>>>>

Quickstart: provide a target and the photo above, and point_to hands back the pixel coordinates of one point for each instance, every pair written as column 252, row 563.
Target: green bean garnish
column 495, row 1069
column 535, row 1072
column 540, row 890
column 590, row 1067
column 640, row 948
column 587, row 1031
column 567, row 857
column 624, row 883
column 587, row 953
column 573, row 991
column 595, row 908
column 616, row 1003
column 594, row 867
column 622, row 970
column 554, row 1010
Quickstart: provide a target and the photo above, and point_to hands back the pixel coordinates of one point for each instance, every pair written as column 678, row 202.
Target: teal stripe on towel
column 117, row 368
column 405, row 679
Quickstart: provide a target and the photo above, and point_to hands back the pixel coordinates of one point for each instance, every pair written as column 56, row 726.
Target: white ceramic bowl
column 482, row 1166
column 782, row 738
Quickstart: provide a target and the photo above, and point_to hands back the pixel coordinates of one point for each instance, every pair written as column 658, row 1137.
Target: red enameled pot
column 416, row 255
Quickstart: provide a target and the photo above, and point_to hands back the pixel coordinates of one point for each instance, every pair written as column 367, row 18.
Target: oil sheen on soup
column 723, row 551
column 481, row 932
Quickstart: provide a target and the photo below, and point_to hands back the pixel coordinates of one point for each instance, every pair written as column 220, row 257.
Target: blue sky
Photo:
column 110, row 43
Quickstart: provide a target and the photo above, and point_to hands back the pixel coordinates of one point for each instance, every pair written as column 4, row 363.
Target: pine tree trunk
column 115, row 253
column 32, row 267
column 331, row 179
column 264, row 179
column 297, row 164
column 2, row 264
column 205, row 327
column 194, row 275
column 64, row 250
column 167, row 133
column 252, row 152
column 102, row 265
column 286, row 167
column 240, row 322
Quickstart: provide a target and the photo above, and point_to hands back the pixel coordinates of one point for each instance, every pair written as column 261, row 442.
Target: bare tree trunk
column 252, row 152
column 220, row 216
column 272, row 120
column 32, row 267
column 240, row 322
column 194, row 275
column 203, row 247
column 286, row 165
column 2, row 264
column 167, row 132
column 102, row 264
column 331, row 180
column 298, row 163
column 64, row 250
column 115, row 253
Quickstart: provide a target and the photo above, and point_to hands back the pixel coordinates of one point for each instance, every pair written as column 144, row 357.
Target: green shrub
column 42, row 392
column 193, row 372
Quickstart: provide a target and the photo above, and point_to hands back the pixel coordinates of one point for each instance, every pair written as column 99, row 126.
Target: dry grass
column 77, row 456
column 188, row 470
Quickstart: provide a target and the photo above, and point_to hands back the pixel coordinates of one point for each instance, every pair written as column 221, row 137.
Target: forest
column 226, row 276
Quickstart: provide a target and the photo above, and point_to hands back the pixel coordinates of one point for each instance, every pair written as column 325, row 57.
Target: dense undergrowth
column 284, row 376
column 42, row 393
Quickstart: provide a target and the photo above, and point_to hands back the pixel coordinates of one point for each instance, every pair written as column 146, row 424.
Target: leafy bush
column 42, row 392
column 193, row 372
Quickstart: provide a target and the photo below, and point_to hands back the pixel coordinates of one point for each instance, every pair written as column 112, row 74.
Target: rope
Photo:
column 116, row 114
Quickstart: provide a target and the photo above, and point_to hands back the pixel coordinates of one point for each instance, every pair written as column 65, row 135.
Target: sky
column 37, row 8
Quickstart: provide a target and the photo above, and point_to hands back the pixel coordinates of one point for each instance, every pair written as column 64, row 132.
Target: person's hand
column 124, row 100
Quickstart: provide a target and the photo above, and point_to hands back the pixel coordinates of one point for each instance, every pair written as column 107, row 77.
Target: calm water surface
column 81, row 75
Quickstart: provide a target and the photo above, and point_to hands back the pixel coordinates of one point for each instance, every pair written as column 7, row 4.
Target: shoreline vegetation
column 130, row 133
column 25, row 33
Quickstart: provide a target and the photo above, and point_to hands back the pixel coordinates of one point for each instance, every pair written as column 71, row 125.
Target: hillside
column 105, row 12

<<<<

▶ _Task requirements_: Rename "Quickstart" to "Usage note" throughout the material above, and give every line again with nothing else changed.

▶ _Answer for the task_:
Usage note: provide a target and the photo above, and point_to hands back the pixel coordinates of one point for each instance, every pair written as column 252, row 563.
Target: green bean garnish
column 495, row 1069
column 535, row 1072
column 540, row 890
column 590, row 1067
column 640, row 948
column 587, row 1031
column 567, row 857
column 624, row 883
column 587, row 953
column 573, row 991
column 595, row 908
column 616, row 1003
column 594, row 867
column 622, row 970
column 554, row 1010
Usage note: provide a target and the photo above, and point_to hands back the pixel coordinates of one point for each instance, every pair written as column 678, row 202.
Target: teal stripe on towel
column 117, row 368
column 405, row 679
Usage note: provide a target and the photo above, and point_to hands back the pixel coordinates of one point for each instance, every pair written as column 56, row 726.
Target: white ceramic bowl
column 482, row 1166
column 782, row 738
Usage note: provide a target and the photo above, and point_to hands back the pixel coordinates of one point for each instance, every pair written as column 658, row 1137.
Target: red enameled pot
column 416, row 255
Usage note: provide a target and the photo above, and point_to hands back the pixel coordinates of one point for each instance, every pair written as column 367, row 18.
Target: oil sheen on soup
column 723, row 551
column 481, row 932
Usage note: provide a target and the photo below, and point_to hands back the pixel coordinates of one point for each instance, every pair written as column 220, row 257.
Target: blue sky
Photo:
column 110, row 43
Usage note: provide a target and the photo above, and point_to hands back the pixel coordinates of one point for each instance, every pair written as column 4, row 363.
Target: pine tree trunk
column 115, row 253
column 32, row 267
column 331, row 179
column 264, row 179
column 297, row 164
column 2, row 264
column 205, row 327
column 194, row 275
column 64, row 250
column 167, row 133
column 252, row 152
column 102, row 265
column 286, row 167
column 240, row 322
Usage note: provide a target and the photo above, and point_to hands back the pixel coordinates of one point for each instance, every pair written as column 261, row 442.
Target: bare tree trunk
column 252, row 152
column 220, row 216
column 272, row 120
column 32, row 267
column 240, row 322
column 194, row 275
column 203, row 247
column 286, row 165
column 2, row 264
column 167, row 132
column 102, row 264
column 331, row 180
column 298, row 163
column 64, row 250
column 115, row 253
Usage note: provide a target and the photo above, and point_to hands back the pixel coordinates of one point for each instance, every pair written as column 144, row 357.
Target: green shrub
column 42, row 392
column 193, row 372
Usage note: provide a target and the photo above, and point_to hands back the pixel coordinates of one point for each instance, every pair written as column 99, row 126.
Target: dry grass
column 77, row 456
column 188, row 470
Usage note: provide a target and the photo above, and point_to hands back the pixel coordinates of one point for each instance, every pair written as column 221, row 137.
Target: forest
column 226, row 276
Usage note: provide a target and the photo above, and point_to hands back the pixel coordinates of one point for each instance, every pair written as column 325, row 57.
Target: dense undergrowth
column 284, row 376
column 42, row 393
Usage note: provide a target and the photo above, and point_to hands back the pixel coordinates of one point for each instance, every pair written as column 146, row 424.
Target: leafy bush
column 42, row 392
column 193, row 372
Usage note: provide a target and the photo below, and point_to hands back the pixel coordinates of one point for each instance, every pair written as column 112, row 74.
Target: rope
Photo:
column 116, row 114
Usage note: provide a target and the photo above, and point_to hands back the pixel coordinates of one point for each instance, every pair written as column 65, row 135.
Target: sky
column 37, row 8
Usage note: provide a target and the photo above, and point_to hands back the pixel coordinates of one point for each instance, every pair written as column 64, row 132.
Target: person's hand
column 124, row 100
Usage note: provide a target and the photo above, and point_to hands back the pixel coordinates of one point for each instance, every pair written as column 107, row 77.
Target: calm water surface
column 81, row 75
Usage note: provide a target and the photo above, and point_to hands back the pixel coordinates of one point for each instance, every pair written as column 7, row 4.
Target: shoreline vegetation
column 130, row 133
column 25, row 33
Usage note: provide a target and the photo above, and point_to hands back the pixel coordinates of one point for each instance, every pair written as column 71, row 125.
Target: hillside
column 105, row 12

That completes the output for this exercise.